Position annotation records
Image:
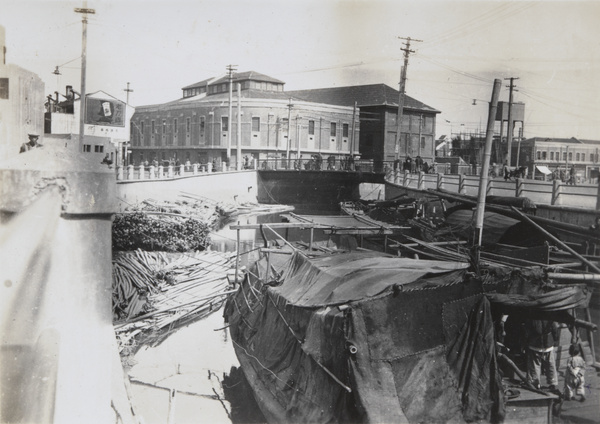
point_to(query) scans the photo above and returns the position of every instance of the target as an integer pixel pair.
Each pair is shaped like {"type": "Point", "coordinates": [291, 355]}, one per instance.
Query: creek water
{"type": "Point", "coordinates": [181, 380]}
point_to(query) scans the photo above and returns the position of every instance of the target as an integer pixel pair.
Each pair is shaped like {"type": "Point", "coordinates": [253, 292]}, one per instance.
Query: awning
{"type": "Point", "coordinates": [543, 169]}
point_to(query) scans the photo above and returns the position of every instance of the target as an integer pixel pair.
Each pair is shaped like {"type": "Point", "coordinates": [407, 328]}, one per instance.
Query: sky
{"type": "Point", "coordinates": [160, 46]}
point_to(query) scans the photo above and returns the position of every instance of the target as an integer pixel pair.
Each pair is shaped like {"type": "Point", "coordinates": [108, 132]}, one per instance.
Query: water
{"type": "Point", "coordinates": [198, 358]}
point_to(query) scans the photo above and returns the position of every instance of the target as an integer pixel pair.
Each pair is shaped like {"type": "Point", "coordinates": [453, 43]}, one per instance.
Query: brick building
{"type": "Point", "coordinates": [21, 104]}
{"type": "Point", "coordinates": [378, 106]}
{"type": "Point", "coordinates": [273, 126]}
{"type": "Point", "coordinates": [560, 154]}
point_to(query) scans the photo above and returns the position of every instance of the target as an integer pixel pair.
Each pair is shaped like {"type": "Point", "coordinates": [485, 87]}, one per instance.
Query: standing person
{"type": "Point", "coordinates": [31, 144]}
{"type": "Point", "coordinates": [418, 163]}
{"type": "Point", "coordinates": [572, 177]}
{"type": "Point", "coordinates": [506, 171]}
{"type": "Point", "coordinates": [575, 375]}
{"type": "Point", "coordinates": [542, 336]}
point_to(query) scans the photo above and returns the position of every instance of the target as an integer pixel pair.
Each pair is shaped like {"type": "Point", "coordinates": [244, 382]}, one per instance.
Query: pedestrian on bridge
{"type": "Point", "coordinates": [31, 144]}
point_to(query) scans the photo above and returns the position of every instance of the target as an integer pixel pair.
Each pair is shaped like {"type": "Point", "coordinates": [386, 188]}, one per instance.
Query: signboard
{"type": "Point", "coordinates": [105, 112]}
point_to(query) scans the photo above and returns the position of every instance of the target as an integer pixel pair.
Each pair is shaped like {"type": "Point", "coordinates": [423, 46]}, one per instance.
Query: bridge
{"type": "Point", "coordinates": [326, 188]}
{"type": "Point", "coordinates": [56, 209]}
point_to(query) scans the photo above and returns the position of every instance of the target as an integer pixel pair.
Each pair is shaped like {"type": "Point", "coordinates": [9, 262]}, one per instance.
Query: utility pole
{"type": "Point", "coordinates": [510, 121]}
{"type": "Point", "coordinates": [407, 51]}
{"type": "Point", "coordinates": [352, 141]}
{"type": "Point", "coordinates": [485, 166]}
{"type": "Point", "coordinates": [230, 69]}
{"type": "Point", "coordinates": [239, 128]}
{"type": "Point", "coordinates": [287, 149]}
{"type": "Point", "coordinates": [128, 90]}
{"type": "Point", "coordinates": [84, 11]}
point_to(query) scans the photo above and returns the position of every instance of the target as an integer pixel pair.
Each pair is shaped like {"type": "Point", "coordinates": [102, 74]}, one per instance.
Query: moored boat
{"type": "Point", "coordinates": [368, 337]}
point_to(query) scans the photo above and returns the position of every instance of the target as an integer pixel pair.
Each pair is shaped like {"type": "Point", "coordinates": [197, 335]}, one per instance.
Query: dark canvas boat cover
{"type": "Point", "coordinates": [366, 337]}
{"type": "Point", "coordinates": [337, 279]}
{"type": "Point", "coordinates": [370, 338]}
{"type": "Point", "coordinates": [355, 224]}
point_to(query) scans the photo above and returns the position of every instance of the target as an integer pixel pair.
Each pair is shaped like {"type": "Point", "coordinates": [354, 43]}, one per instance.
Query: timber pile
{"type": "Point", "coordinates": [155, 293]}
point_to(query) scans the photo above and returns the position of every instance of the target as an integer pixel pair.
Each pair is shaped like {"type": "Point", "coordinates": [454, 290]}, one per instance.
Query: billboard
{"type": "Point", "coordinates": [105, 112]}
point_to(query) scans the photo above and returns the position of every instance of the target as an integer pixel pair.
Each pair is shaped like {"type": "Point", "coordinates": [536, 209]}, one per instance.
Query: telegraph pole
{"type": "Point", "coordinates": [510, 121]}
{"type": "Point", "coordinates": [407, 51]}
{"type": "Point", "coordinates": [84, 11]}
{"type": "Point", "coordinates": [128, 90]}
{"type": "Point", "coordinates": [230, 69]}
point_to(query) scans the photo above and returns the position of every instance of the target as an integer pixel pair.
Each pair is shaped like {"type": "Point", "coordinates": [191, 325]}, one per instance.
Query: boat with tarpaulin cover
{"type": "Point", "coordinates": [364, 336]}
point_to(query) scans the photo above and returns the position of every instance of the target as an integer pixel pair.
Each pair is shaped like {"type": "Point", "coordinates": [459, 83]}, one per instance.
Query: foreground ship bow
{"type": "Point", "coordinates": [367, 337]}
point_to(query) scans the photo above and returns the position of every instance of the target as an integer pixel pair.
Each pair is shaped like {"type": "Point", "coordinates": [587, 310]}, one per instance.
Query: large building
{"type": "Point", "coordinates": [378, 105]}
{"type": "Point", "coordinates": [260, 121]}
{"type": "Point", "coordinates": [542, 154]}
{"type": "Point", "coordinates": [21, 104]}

## Given exercise
Report every line of the material above that contains the string "building", copying each one unchanged.

## Output for this task
Query: brick building
Query: large building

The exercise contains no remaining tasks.